Records contained in a dataset:
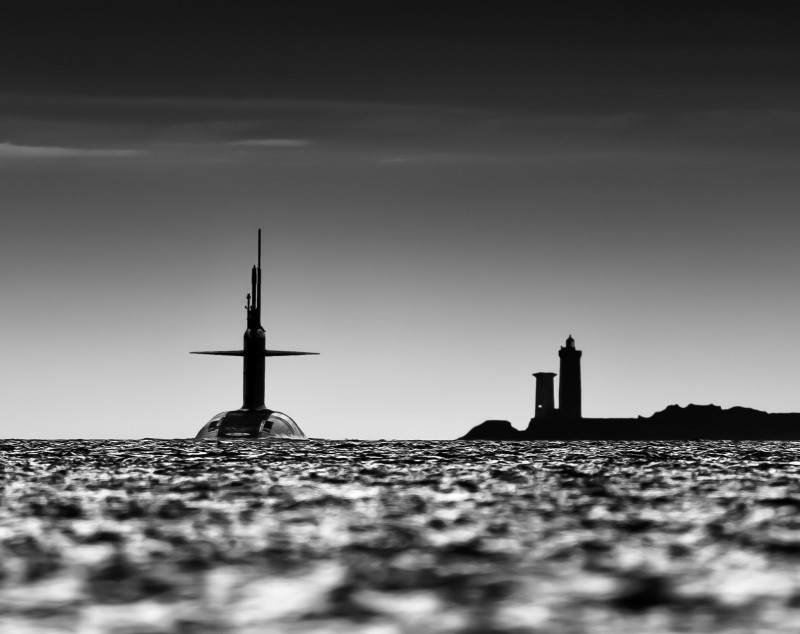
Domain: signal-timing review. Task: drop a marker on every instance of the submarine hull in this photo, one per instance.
(243, 424)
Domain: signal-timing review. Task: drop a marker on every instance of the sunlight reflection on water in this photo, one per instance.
(399, 536)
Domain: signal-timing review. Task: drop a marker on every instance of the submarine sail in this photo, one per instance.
(253, 420)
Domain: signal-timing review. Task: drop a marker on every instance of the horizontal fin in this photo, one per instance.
(284, 353)
(267, 353)
(224, 353)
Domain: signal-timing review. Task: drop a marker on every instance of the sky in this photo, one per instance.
(447, 191)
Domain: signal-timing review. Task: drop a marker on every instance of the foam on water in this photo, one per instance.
(399, 536)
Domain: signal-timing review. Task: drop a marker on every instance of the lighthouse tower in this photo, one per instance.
(569, 384)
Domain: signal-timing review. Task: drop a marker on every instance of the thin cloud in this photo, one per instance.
(271, 143)
(12, 151)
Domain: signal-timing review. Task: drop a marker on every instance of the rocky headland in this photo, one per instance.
(706, 422)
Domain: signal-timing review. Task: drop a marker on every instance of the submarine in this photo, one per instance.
(254, 420)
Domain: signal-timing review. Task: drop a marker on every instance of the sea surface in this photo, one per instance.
(158, 536)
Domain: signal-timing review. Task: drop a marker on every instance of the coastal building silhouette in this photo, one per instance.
(545, 401)
(569, 383)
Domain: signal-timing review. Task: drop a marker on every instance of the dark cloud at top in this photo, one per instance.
(565, 55)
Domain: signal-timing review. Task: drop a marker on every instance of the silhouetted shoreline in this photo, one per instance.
(705, 422)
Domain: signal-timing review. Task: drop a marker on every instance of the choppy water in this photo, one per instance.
(383, 537)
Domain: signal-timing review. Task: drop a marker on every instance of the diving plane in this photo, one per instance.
(253, 420)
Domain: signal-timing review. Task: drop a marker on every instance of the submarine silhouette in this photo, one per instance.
(253, 420)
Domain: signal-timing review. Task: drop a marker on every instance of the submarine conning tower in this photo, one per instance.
(254, 420)
(569, 383)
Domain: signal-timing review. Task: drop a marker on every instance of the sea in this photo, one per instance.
(159, 536)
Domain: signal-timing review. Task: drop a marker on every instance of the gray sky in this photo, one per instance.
(444, 200)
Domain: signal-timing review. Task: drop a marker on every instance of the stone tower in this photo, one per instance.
(545, 402)
(569, 384)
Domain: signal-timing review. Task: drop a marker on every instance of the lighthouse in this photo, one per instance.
(569, 384)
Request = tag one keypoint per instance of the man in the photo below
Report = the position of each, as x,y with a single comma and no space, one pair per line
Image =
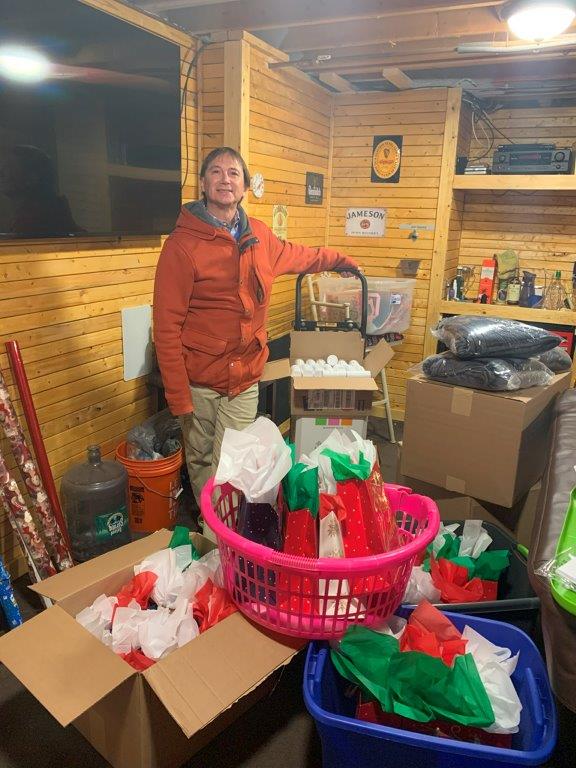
211,297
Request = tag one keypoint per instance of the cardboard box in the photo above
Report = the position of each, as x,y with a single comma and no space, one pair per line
310,432
487,445
346,396
517,520
152,719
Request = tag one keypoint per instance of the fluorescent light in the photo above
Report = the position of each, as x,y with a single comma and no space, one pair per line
23,64
539,19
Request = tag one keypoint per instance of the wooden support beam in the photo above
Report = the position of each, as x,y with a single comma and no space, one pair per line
340,84
443,214
160,6
397,78
320,37
139,17
256,15
237,96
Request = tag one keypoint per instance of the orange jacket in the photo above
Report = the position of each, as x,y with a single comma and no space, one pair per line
211,298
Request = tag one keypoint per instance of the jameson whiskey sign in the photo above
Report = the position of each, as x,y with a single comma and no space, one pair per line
314,188
365,222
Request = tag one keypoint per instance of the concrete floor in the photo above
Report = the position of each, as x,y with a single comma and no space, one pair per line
276,732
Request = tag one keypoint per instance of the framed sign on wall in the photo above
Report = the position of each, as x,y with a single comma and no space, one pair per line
386,159
314,188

* _TASK OBJECTIVE_:
In your copy, restate the data above word for word but leave out any picture.

* _EXERCISE RESULT_:
Domain: signal-timing review. Task: drop a marker on every instance of the submarine hull in this photo, one per instance.
(243, 424)
Domain: signal-timing review. Task: drop a marker on every instance of the sunlight reflection on water in this photo, one per instance.
(399, 536)
Domain: signal-timing review. Task: drop a marker on every instance of the submarine sail in this photo, one per instance.
(253, 420)
Domain: signal-timing review. Task: drop a marker on every instance of the horizontal fin in this photo, one per instance.
(284, 353)
(267, 353)
(224, 353)
Domain: signal-timing review. Task: drop a marker on every instance of the sky in this photo, one per instance.
(447, 191)
Domain: signal-timing review. Task: drop a marker on every instance of the foam on water in this photo, one per instance.
(399, 536)
Domain: signal-timing review. Task: drop a marker on every instance of the lighthouse tower in this photo, one per instance.
(569, 384)
Domain: signal-timing review. Task: drop a marker on every instance of the thin cloud in this photo, one per instance.
(271, 143)
(12, 151)
Domain: signal-timing review. Task: drop a marker on every instance of the rocky headland in this photo, one per instance.
(706, 422)
Domain: signal-timing review. Task: drop a marker on every instance of the submarine in this photo, one per instance.
(254, 420)
Domain: signal-timing review. Task: drop a marker on every instance of the sea surface in this photo, one per instance.
(158, 536)
Domain: signal-timing review. Task: drop a marker on every instance of the coastal building silhouette in this photo, one per instance.
(545, 401)
(569, 383)
Domain: signal-timing review. Task: drop a marker on every instance of the dark cloud at top in this photo, one per instance.
(565, 55)
Domain: signal-timing review. Task: drop a marker on every instance of the silhouetted shoreline in this photo, one per instance.
(705, 422)
Domain: signal-timing review. Task: drop a marker on every instance of the choppy water in this photo, one per instance.
(383, 537)
Domain: signal-timing review. Task: drop a marker on every instance of the diving plane in this photo, one per instance.
(253, 420)
Domain: signal-timing review. Task: drop a marker on every instance of the submarine silhouette in this photo, one per instance.
(253, 420)
Domain: signal-timing review. Task: drop a marker on every instance of the submarine conning tower in this photo, one per instance.
(254, 420)
(569, 383)
Domain: signal-timing review. Task: drop a marker on every instance of the sea in this photo, one per instance.
(159, 536)
Domain: signal-timing review. Task: drop a marker on every instance of the gray sky in this photo, one per instance.
(444, 200)
Domain: signal-timing review. Task: drop a marker on every instance of the stone tower in this photo, one per instance.
(545, 402)
(569, 384)
Domain: signal-timing review. Task: drop a marker on every instance of the lighthouse in this photo, one per instance.
(569, 384)
Request = tag one keypoint per instance of the man in the photo below
Report = the position of each, as x,y with a single comma and no space, one pair per line
Image =
211,297
Request = tag one keypoint per instance of the cardboard box in the photo above
Report = the position of each, as x,y with a single comma and no space, one pair per line
310,432
487,445
346,396
517,520
152,719
Request = tag one keypoint per instance of the fluorescent light in the photo above
Report = the position of each, as x,y with a single comma and no space, one pair per line
23,64
539,19
Request = tag one keypoint per instance of the wooden support beam in the photo above
Report = the position of each, as x,y with a single comma and no space, one pair per line
340,84
443,214
160,6
397,78
320,37
139,17
256,15
237,96
Request = tag one keypoint per instance of the orange jacket in the photo above
Report = the position of each, as x,y with a single comma and no space, one pair per line
211,298
Request = tag one keypoint per instance of the jameson whiskey sign in the photo above
Report = the position of each, as x,y with a single comma and no space, one pair per line
314,188
365,222
Request = tag one keypoint per instance of the concrete floor in the photo above
Report = the position of each, as x,y with a single comma and no space, one pair per line
276,732
Request = tag one keypoint per instance of the framed sign on wall in the photo above
Report = the position of each, as x,y with a single comma and no space, one pair per line
386,159
314,188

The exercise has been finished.